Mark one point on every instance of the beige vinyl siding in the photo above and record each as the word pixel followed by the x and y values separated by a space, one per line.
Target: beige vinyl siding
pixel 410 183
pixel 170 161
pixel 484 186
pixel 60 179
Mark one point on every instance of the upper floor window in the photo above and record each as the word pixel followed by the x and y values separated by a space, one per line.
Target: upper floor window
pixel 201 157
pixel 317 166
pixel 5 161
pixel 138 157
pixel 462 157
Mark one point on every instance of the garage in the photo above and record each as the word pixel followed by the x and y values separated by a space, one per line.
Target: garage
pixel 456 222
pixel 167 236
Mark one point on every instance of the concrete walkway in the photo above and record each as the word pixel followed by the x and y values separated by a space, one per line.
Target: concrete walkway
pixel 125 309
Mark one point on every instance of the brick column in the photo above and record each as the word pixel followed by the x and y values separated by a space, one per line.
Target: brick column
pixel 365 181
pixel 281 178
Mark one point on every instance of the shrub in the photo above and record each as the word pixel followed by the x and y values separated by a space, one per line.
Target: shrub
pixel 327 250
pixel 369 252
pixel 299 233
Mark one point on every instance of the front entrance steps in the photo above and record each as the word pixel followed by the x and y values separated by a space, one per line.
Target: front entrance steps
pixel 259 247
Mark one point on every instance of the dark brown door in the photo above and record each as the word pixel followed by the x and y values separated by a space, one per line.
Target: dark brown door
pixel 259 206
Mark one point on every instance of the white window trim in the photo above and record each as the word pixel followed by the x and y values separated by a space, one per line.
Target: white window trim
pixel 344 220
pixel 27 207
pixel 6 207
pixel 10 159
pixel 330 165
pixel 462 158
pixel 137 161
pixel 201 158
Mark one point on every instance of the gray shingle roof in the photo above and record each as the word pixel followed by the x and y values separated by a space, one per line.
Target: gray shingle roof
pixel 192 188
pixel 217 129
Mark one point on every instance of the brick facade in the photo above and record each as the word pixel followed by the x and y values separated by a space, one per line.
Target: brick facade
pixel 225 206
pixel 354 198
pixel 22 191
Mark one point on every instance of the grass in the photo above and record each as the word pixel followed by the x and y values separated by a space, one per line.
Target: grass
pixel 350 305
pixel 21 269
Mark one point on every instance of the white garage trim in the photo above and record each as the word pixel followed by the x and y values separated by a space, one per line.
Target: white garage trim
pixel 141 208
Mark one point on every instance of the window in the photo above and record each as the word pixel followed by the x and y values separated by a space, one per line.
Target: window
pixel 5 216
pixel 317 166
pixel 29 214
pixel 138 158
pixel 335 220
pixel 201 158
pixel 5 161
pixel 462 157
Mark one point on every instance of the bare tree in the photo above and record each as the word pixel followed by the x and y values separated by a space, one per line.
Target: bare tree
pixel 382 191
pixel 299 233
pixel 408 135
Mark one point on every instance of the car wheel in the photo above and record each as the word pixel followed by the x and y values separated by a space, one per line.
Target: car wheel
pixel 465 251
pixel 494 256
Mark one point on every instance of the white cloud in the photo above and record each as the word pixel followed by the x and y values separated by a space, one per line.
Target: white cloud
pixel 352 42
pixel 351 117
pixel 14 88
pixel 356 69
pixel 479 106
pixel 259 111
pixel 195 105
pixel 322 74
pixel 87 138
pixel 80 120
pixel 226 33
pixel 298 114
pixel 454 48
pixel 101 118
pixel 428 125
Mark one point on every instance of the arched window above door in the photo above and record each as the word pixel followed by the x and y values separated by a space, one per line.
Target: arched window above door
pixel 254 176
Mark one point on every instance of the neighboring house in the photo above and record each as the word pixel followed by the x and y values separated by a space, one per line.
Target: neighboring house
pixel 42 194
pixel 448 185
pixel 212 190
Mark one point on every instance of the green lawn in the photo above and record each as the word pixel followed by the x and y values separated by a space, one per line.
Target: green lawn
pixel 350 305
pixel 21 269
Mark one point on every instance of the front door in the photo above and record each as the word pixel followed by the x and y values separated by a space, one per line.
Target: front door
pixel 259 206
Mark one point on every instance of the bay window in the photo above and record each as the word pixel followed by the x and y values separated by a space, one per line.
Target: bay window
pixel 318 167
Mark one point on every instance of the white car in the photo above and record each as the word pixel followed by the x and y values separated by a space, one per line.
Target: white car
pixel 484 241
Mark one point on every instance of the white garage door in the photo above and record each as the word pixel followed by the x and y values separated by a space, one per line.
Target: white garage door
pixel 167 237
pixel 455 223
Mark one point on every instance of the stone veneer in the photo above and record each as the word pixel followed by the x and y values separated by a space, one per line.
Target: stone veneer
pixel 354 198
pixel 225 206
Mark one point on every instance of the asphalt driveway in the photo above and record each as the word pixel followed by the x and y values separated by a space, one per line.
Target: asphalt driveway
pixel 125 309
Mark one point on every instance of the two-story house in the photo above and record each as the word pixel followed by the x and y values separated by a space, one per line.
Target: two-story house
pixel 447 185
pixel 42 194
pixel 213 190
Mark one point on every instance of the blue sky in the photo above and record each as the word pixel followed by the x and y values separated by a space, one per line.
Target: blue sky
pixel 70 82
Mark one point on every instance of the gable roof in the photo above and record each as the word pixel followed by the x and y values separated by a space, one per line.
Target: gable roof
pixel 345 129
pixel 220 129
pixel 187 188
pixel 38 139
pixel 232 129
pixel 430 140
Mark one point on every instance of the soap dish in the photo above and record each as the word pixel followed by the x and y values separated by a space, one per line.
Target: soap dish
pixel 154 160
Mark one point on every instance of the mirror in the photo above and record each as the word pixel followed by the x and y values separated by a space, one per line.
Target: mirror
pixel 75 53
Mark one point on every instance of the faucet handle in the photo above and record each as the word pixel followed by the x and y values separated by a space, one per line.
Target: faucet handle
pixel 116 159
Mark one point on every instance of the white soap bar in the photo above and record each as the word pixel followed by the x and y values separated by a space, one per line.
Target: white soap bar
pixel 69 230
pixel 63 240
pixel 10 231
******************************
Your task is to quote the listing above word for word.

Response below
Mark one point on every instance of the beige vinyl siding in the photo above and record each as the word pixel followed by the x and y values separated by a space, one per line.
Target: beige vinyl siding
pixel 410 183
pixel 170 161
pixel 484 186
pixel 60 179
Mark one point on every instance of the upper floor window in the photo above and record each as the word pixel followed by the x and y values separated by a space, one per line.
Target: upper floor window
pixel 201 157
pixel 317 166
pixel 5 161
pixel 138 157
pixel 462 157
Mark one point on every instance of the garage in the photo above and record each as the word pixel followed by the x and y values separated by a space, one per line.
Target: garage
pixel 456 222
pixel 167 236
Mark one point on every instance of the concrete walkway in the photo above and record each as the word pixel followed by the x and y values separated by a space, one per line.
Target: concrete walkway
pixel 125 309
Mark one point on every instance of the brick column in the photo above and record each as the word pixel followed by the x and y values separated by a space, one per line.
Target: brick column
pixel 365 181
pixel 281 178
Mark one point on every instance of the shrub in the photo above and record each as the word pixel followed by the x and y values separated by a space, one per line.
Target: shrub
pixel 327 250
pixel 369 252
pixel 299 233
Mark one point on every instance of the front entrance steps in the photo above and record each as the word pixel followed by the x and y values separated by a space, one per line.
Target: front entrance steps
pixel 259 247
Mark one point on every instance of the dark brown door in the photo above and record each as the word pixel followed by the x and y values separated by a space, one per line.
Target: dark brown door
pixel 259 206
Mark one point on every instance of the white window trim in the photo above and record each as the word pixel followed by the x and y values separated by a space, one per line.
Target: white window trim
pixel 344 220
pixel 27 207
pixel 6 207
pixel 10 159
pixel 330 165
pixel 462 158
pixel 137 161
pixel 201 158
Mark one point on every instance of the gray shingle roof in the photo above and record each as the word pixel followed by the x and y values separated by a space, one per line.
Target: gray shingle roof
pixel 192 188
pixel 217 129
Mark one point on every instance of the brick facade in the photo above and record each as the word pixel followed by the x and y values separated by a space, one per line.
Target: brick facade
pixel 225 206
pixel 354 198
pixel 22 191
Mark one point on every instance of the grass in the photo above and record each as the word pixel followed by the x and y values separated by a space, one per line.
Target: grass
pixel 350 305
pixel 21 269
Mark one point on every instance of the white garage trim in the photo above and record each as the word pixel followed by the x and y values separated by a space, one per line.
Target: white garage trim
pixel 141 208
Mark one point on every instance of the window in the photo above and record each as the word pixel followed by the x and y values separated by a space, one per line.
Target: window
pixel 5 216
pixel 317 166
pixel 29 214
pixel 138 158
pixel 335 220
pixel 201 158
pixel 5 161
pixel 462 157
Mark one point on every instance of the bare tree in the photo above and record each as the word pixel followed by the x and y values separated by a space, one per line.
Target: bare tree
pixel 382 191
pixel 299 233
pixel 408 135
Mark one point on every instance of the car wheel in the photo above and record each as the word pixel followed by the x and y values separated by a space, one per line.
Target: car wheel
pixel 465 251
pixel 494 256
Mark one point on every instance of the white cloud in the photo above and record each as the word pixel followed by the x and y values separated by a space, one per line.
Target: white cloud
pixel 352 42
pixel 351 117
pixel 14 88
pixel 356 69
pixel 479 106
pixel 259 111
pixel 195 105
pixel 322 74
pixel 87 138
pixel 80 120
pixel 226 33
pixel 298 114
pixel 454 48
pixel 101 118
pixel 428 125
Mark one point on every instance of the arched window above door in the photo above and record each as the word pixel followed by the x and y values separated by a space, one per line.
Target: arched window above door
pixel 254 176
Mark one point on every instance of the neighboring house in the photo above and record each as the word pixel followed by the x and y values separated by a space, one per line.
Target: neighboring house
pixel 42 194
pixel 448 185
pixel 212 190
Mark one point on every instance of the green lawn in the photo above and record each as the word pixel followed by the x and y values separated by a space, one per line.
Target: green lawn
pixel 350 305
pixel 21 269
Mark one point on every instance of the front door in the photo above and record each as the word pixel followed by the x and y values separated by a space, one per line.
Target: front door
pixel 259 206
Mark one point on every instance of the bay window in the photo above and record each as the word pixel followed by the x and y values separated by a space, one per line.
Target: bay window
pixel 318 167
Mark one point on every instance of the white car in the photo above and record each as the word pixel followed by the x and y values separated by a space, one per line.
Target: white car
pixel 484 241
Mark one point on every instance of the white garage door in the photo above and record each as the word pixel followed by the x and y values separated by a space, one per line.
Target: white garage door
pixel 167 237
pixel 455 223
Mark one point on every instance of the stone veneer in the photo above and record each as the word pixel followed by the x and y values separated by a space, one per line.
Target: stone veneer
pixel 354 198
pixel 225 206
Mark one point on every instance of the asphalt driveway in the photo above and record each as the word pixel followed by the x and y values separated by a space, one per line.
Target: asphalt driveway
pixel 125 309
Mark one point on every instance of the two-story house in the photo above and record each as the word pixel followed by the x and y values separated by a space, one per line.
Target: two-story house
pixel 447 185
pixel 42 194
pixel 213 190
Mark one point on every instance of the blue sky in the photo above and record each as the word pixel followed by the x and y values separated by a space, one per line.
Target: blue sky
pixel 70 82
Mark one point on every instance of the gable roof in the photo above and record each as the word pixel followed by the x and y values separated by a space, one per line.
Target: gable roof
pixel 345 129
pixel 220 129
pixel 187 188
pixel 38 139
pixel 232 129
pixel 430 140
Mark one point on every instance of the soap dish in the photo above and record each as the word pixel followed by the x and y values separated by a space, one per line.
Target: soap dish
pixel 154 160
Mark one point on every instance of the mirror in the photo above and record each as the word pixel followed by the x and y values separated by a space, one per line.
Target: mirror
pixel 75 53
Mark one point on every instance of the faucet handle in the photo above and record each as the word pixel followed by the x and y values separated by a space, one per line.
Target: faucet handle
pixel 116 159
Mark one point on every instance of the white soap bar in the photo above and record each as the word pixel followed by the x and y values separated by a space, one per line.
Target: white soap bar
pixel 69 230
pixel 63 240
pixel 10 231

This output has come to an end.